PROMPT — In the records below, update the lines between the one holding "Give the mask of every instance of the suit" and the one holding "236), (307, 238)]", inclusive, by replacing "suit lapel" with "jacket lapel". Give back only those lines, with nothing else changed.

RECORDS FOR THIS TASK —

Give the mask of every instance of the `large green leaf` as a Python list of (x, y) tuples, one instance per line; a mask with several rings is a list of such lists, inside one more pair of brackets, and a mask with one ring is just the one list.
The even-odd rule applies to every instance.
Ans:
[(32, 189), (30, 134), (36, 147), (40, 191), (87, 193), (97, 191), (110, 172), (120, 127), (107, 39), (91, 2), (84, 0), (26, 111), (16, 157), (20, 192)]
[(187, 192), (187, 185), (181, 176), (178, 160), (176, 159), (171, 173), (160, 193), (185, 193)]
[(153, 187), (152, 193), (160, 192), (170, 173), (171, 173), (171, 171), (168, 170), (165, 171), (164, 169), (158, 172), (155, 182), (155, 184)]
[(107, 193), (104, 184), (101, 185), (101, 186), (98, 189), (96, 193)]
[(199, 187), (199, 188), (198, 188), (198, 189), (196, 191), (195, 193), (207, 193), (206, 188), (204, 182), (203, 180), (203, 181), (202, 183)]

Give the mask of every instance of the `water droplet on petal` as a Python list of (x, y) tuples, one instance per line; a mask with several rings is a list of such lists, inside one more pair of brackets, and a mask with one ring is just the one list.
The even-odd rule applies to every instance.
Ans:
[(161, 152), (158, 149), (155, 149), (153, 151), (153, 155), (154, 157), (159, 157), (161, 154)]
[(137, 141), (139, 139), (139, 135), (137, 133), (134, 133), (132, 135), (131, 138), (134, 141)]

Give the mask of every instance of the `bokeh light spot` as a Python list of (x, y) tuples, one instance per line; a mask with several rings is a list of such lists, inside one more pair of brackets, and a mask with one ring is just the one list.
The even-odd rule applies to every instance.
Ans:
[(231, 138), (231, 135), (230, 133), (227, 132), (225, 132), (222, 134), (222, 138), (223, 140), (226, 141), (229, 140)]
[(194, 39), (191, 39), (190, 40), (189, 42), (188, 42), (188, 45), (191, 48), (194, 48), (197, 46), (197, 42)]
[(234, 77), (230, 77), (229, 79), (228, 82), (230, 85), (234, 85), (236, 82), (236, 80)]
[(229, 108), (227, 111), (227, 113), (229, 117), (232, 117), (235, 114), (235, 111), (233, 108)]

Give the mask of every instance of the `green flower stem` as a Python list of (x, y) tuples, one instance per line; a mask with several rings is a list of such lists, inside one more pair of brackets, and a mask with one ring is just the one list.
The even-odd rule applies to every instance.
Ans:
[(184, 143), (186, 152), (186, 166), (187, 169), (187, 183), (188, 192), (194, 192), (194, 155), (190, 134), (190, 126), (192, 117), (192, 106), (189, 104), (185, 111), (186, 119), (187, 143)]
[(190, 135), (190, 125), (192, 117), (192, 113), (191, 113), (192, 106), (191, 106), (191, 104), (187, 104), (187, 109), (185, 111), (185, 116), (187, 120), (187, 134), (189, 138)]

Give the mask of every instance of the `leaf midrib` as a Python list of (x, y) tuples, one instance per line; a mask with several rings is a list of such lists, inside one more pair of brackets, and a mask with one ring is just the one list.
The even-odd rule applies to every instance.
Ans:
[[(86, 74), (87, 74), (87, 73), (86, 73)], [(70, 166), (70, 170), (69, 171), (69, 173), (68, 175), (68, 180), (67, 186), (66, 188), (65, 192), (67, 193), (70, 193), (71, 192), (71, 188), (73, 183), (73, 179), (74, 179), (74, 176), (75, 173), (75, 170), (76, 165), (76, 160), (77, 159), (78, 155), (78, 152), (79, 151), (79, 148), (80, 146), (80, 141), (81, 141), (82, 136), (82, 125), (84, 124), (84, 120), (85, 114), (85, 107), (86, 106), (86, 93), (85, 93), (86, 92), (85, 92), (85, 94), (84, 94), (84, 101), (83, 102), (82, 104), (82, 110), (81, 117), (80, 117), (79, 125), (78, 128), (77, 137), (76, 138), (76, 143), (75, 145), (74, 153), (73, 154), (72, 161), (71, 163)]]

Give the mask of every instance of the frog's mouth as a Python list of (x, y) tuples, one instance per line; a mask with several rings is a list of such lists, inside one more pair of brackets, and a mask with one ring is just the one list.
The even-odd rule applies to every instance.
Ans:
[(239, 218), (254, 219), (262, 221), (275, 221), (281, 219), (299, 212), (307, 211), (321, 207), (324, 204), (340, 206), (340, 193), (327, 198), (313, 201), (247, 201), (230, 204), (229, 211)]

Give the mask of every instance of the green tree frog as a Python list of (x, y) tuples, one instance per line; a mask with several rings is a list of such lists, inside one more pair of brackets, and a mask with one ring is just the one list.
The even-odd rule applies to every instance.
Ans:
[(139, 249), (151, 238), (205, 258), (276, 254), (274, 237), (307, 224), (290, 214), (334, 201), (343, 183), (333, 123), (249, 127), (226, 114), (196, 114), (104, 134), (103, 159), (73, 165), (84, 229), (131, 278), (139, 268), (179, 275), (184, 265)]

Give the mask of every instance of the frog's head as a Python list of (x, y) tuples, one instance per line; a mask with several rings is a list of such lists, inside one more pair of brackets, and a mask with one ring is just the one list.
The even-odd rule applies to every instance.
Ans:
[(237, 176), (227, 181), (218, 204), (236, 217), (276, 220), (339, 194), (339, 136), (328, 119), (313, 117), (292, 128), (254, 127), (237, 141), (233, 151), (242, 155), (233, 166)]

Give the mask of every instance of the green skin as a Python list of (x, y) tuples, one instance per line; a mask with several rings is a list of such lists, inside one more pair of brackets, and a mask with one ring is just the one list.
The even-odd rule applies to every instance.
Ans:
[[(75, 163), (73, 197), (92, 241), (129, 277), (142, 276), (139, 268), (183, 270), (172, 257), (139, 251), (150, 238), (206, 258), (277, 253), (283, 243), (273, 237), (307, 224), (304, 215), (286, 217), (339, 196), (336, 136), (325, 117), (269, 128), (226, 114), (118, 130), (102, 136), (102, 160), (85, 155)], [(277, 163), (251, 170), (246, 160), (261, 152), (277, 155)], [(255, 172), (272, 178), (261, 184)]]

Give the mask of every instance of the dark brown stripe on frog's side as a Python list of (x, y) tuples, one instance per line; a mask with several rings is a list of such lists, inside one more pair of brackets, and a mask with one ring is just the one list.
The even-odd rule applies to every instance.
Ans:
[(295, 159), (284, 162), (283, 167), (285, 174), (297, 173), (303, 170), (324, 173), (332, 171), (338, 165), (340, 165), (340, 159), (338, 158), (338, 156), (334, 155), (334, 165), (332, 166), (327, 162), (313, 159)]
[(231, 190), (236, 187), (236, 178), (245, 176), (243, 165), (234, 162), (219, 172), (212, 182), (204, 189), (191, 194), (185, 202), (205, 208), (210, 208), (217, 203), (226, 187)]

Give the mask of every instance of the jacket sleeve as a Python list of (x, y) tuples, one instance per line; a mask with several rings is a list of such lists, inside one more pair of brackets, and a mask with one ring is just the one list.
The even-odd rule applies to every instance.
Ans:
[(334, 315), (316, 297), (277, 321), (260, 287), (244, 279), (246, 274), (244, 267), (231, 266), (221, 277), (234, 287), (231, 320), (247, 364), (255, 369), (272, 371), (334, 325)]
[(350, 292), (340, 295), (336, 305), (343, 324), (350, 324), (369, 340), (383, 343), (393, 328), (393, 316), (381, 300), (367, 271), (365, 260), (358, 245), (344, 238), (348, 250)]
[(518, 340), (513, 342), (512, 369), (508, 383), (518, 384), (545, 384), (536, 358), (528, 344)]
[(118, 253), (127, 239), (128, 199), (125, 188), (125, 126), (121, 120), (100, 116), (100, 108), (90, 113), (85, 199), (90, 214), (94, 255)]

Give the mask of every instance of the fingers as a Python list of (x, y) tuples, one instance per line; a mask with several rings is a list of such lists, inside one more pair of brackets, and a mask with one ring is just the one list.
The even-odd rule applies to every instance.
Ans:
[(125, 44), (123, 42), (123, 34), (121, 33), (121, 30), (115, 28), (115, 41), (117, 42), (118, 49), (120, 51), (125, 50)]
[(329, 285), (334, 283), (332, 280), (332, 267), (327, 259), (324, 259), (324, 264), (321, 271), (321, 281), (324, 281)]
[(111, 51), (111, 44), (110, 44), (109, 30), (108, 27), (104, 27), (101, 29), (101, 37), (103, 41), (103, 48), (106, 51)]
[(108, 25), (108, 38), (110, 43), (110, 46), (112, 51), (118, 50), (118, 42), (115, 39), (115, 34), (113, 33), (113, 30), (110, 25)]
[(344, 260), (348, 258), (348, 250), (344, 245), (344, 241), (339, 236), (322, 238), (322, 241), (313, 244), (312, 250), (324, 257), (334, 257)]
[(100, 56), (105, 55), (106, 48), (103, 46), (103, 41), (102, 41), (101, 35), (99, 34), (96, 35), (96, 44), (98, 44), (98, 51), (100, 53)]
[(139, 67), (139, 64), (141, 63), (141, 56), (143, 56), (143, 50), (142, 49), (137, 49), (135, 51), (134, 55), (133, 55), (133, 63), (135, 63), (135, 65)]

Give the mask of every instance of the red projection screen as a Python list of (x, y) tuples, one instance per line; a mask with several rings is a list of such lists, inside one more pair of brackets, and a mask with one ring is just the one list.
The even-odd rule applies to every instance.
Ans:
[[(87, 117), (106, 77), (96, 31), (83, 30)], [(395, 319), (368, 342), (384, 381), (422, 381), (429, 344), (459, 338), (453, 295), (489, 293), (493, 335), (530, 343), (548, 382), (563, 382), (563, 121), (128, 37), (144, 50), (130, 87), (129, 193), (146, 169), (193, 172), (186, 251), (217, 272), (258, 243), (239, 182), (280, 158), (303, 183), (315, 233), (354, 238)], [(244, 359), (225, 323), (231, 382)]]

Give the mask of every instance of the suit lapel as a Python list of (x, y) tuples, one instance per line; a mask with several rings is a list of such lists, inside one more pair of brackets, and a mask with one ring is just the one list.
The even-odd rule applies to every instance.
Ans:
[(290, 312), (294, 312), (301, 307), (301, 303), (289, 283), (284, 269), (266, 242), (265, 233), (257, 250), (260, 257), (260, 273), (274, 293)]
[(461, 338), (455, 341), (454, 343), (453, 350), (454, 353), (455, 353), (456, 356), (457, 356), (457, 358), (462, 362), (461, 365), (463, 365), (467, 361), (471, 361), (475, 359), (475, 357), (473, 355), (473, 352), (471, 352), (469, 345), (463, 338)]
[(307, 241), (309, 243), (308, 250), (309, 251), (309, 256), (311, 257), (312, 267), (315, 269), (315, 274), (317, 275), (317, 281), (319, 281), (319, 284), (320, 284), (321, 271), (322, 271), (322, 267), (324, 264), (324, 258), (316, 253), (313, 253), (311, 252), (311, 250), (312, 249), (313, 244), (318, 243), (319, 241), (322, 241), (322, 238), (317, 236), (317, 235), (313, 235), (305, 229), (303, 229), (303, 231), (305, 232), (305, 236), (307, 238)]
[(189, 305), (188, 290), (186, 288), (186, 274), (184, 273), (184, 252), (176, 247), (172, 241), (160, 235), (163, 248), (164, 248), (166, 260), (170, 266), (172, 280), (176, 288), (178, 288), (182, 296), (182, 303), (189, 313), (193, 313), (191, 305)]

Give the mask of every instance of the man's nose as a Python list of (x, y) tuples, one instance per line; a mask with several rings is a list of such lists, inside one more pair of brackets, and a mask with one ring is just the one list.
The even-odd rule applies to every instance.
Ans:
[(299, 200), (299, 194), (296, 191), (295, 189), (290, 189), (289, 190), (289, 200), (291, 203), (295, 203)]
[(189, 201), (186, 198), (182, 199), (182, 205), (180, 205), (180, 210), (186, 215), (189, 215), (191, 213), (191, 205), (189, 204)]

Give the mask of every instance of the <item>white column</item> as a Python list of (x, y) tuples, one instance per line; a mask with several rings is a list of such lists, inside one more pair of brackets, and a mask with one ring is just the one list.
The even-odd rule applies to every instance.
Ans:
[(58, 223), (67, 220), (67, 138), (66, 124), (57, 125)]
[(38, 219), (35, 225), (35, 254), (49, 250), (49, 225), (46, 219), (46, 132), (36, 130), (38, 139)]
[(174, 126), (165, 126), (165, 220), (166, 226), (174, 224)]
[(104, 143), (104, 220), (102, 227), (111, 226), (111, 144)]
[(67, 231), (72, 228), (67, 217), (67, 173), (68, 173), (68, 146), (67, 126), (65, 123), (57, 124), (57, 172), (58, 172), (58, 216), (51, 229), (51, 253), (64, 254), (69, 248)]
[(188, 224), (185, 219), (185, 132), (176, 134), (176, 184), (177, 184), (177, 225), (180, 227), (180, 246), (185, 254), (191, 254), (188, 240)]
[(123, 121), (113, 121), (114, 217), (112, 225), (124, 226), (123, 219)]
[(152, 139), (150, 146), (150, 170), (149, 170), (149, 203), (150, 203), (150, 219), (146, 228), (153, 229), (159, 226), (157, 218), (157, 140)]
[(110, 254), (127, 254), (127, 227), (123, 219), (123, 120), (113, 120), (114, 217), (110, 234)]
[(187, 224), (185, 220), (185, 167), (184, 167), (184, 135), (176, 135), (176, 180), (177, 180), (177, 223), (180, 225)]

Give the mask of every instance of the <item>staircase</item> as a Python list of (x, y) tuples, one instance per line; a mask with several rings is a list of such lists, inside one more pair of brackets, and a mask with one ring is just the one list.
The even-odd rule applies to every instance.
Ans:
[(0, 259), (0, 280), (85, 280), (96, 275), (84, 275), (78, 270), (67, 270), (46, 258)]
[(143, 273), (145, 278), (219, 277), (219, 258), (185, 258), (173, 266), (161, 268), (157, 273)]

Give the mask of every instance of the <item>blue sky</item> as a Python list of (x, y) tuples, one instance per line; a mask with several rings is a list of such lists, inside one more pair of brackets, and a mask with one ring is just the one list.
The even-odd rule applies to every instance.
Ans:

OUTPUT FOR THIS EXERCISE —
Give the mask of every instance of the jacket lapel as a Python list of (x, y) tuples, one instance per line; a mask with several rings is a list of such lists, inside one more pair of brackets, and a mask with one ring is just the one list.
The even-odd rule applies to every instance.
Ans:
[(290, 312), (294, 312), (301, 307), (301, 303), (289, 283), (284, 269), (266, 242), (265, 233), (257, 250), (260, 257), (260, 273), (274, 293)]
[(461, 338), (455, 341), (454, 343), (453, 350), (454, 353), (455, 353), (456, 356), (457, 356), (457, 358), (462, 362), (461, 365), (463, 365), (467, 361), (471, 361), (475, 359), (475, 357), (473, 355), (473, 352), (471, 352), (469, 345), (463, 338)]
[(307, 241), (309, 243), (308, 250), (309, 251), (309, 256), (311, 257), (312, 267), (315, 269), (315, 274), (317, 275), (317, 281), (319, 281), (319, 284), (320, 284), (321, 271), (322, 271), (322, 267), (324, 264), (324, 258), (316, 253), (313, 253), (311, 252), (311, 250), (312, 249), (313, 244), (318, 243), (319, 241), (322, 241), (322, 238), (317, 236), (317, 235), (313, 235), (305, 229), (303, 229), (303, 231), (305, 232), (305, 236), (307, 238)]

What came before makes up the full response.